# Citizen Card Application in Abu Dhabi Embassy



## Sanchez29

Does anybody know how long it takes for the process of the citizen card at the Abu Dhabi Portuguese Embassy, I applied for it on the 21st of January 2014 and they said it would take 2 months for the process. Got in contact with them after trying for quite sometime as they don't pick up the phone on the first try, the personnel on the phone with a very harsh voice said to call back in two weeks and did not even ask for my details. 
Need Help with this situation as I have few days left here in the UAE.


----------



## dstump

Hi Sanchez29, 

Try mailing Luis Henrique de Noronha Brito Camara ([email protected]). I don't have his telephone number but he has always returned my mails within a day or so whenever I have contacted the embassy.


----------



## Sanchez29

Hi Dstump

I tried emailing Mr. Luis([email protected]) but the email keeps bouncing back and comes up as a failure notice, would there be any other email that I could mail to? 
Thanks


----------



## dstump

Hi Sanchez29,

Hmmm, this is very strange because I have just sent Luis an email and had no bounce back. What is the error message you are getting from the rejected mail?

This is what is in the address line:
Luis Henrique de Noronha Brito Camara ([email protected])


----------



## A.B.Vaz

*A. B. Vaz*

I think he has moved 
i do not think hes is there anymore


----------



## A.B.Vaz

He has been posted to lyon in 2017


----------

━━━━━━━━━━━━━━━━

**Parts of the exercise**:
[a] List every distinct username that posts in the forum thread above.
[b] Revise the forum thread above starting at "Does anybody know" and ending at "in the UAE.", changing "harsh" to "curt".

**Given material**:
━━━━━━━━━━━━━━━━

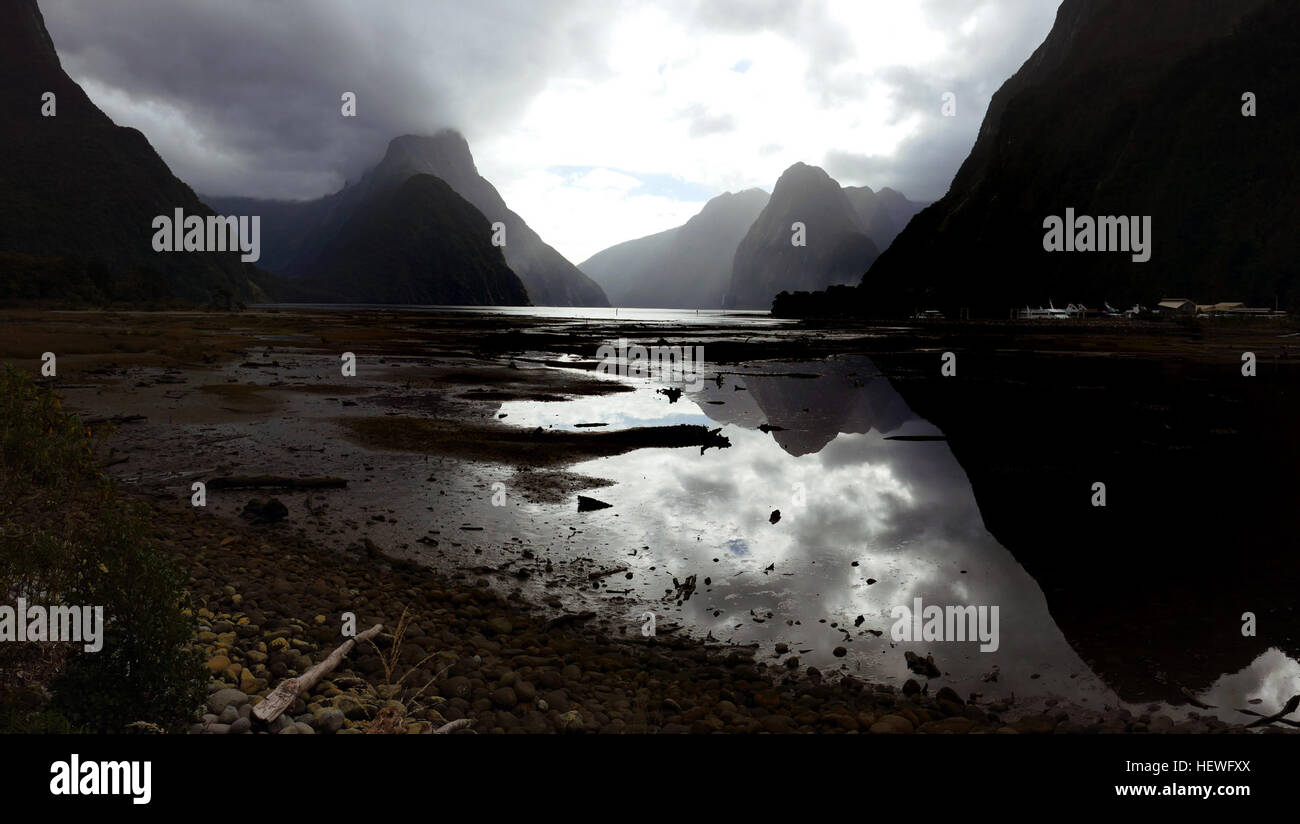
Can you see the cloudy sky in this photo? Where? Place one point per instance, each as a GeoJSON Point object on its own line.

━━━━━━━━━━━━━━━━

**Exercise solutions**:
[a] Sanchez29, dstump, A.B.Vaz

[b]
Does anybody know how long it takes for the process of the citizen card at the Abu Dhabi Portuguese Embassy, I applied for it on the 21st of January 2014 and they said it would take 2 months for the process. Got in contact with them after trying for quite sometime as they don't pick up the phone on the first try, the personnel on the phone with a very curt voice said to call back in two weeks and did not even ask for my details. 
Need Help with this situation as I have few days left here in the UAE.